## Directive
Could you quote the material below word for word, beginning at the line that contains "of the taxi" and stopping after the line that contains "pixel 993 244"?

## Listing
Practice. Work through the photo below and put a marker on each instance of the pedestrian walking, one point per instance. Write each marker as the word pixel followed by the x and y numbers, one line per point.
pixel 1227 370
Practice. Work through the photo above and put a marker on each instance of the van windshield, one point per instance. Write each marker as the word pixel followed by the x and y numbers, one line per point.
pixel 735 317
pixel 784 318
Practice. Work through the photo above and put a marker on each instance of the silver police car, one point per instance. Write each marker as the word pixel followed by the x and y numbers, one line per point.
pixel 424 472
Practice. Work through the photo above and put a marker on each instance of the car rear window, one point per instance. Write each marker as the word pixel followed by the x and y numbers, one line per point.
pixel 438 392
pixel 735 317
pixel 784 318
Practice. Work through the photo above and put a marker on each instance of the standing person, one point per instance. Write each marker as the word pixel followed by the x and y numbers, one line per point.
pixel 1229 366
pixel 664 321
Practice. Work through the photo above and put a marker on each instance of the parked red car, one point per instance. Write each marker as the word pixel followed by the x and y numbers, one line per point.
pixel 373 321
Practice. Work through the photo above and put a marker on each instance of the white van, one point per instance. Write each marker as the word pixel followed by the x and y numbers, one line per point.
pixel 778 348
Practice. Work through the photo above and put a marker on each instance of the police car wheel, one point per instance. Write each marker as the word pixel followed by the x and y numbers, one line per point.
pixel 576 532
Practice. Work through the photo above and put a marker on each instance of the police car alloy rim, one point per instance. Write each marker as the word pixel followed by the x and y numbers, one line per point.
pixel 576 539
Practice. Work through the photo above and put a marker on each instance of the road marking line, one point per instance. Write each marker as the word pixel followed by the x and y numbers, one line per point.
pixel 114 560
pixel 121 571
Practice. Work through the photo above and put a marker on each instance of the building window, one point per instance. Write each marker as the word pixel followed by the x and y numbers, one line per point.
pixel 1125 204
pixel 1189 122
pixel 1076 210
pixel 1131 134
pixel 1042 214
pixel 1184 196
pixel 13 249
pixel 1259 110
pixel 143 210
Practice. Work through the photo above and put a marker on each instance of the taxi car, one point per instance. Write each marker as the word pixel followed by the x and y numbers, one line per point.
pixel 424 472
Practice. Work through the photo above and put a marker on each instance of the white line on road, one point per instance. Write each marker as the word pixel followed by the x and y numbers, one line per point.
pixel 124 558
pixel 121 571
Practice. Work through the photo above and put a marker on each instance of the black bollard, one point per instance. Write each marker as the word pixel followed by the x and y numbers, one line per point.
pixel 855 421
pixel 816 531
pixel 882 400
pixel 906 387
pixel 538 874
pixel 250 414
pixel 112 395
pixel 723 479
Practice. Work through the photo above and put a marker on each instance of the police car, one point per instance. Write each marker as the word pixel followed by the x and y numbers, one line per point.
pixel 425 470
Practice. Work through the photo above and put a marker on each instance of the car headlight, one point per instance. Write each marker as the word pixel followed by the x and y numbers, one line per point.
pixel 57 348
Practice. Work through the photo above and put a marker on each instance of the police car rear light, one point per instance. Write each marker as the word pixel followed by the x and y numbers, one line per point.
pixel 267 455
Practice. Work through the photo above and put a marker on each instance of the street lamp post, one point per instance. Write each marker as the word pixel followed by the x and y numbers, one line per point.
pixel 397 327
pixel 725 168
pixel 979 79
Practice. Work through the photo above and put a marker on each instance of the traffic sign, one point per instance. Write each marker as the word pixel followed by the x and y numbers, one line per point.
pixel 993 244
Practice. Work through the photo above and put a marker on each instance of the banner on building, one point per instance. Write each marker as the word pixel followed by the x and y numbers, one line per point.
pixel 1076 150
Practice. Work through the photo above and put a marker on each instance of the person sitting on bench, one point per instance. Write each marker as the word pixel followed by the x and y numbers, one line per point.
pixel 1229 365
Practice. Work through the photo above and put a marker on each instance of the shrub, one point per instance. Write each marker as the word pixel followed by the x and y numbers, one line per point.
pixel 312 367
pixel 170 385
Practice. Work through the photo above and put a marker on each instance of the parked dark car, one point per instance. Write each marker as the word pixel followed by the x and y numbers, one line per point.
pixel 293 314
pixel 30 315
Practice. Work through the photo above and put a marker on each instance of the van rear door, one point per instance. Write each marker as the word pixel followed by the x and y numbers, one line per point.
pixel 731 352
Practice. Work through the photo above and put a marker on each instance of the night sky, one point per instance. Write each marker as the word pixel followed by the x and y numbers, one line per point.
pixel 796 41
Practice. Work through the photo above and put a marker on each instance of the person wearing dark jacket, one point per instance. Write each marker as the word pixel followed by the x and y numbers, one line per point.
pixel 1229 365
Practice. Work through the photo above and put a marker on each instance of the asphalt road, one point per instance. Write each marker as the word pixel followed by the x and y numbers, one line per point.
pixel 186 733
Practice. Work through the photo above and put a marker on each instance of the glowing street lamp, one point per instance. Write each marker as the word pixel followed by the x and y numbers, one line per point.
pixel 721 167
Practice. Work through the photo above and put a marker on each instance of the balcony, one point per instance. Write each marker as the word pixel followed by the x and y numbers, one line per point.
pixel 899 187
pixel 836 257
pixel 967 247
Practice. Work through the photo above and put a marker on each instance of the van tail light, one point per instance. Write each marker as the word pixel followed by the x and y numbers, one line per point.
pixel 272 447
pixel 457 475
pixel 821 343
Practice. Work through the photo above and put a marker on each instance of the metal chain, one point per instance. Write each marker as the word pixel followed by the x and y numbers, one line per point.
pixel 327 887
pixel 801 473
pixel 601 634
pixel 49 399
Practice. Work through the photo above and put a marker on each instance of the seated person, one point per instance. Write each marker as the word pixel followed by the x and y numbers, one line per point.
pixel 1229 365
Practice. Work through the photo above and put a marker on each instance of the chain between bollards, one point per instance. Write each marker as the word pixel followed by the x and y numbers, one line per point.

## Full response
Practice. Work through the photo above and put a marker on each instance of the taxi car, one point per instance. Write each marker as the word pixel followed by the x and y numbers, one line per point.
pixel 424 472
Practice. Work through the photo above and put a marker on each instance of the white line on road, one point per instance. Write each marker as the word pixel followed by the x and y numbers, one line per point.
pixel 124 558
pixel 121 571
Practice. Work through the photo above and put a marker on each instance of the black bollard, one point per instance. Write each marker as the word pixel followed by the x and y numbers, one line per point.
pixel 855 421
pixel 816 531
pixel 882 400
pixel 906 387
pixel 538 874
pixel 250 414
pixel 112 395
pixel 723 479
Practice. Work through the photo above and put a marker on each instance of the police car, one point per instance. Write each marker as the word pixel followed by the x and y numbers, one line per point.
pixel 425 470
Practice. Work through the photo above and put a marker on each instance of the car headlight, one point per instance. Write each marker as the word pixel followed by the x and y numbers, one line per point.
pixel 57 348
Practice. Work through the photo above and put a marker on each instance of the police car rear light, one point per instance. Write each marker as the word pixel followed by the x and y numbers, one line per point.
pixel 267 455
Practice. Work through the photo above and put a marker on each instance of the street lamp post, one point per instance. Write each marker as the word pixel followed by the x and y numbers, one line per point.
pixel 397 327
pixel 725 168
pixel 979 79
Practice. Work through the photo above and put a marker on each instance of the traffic sign, one point per instance. Write each marker as the word pixel followed by the x and y numbers, one line per point.
pixel 993 244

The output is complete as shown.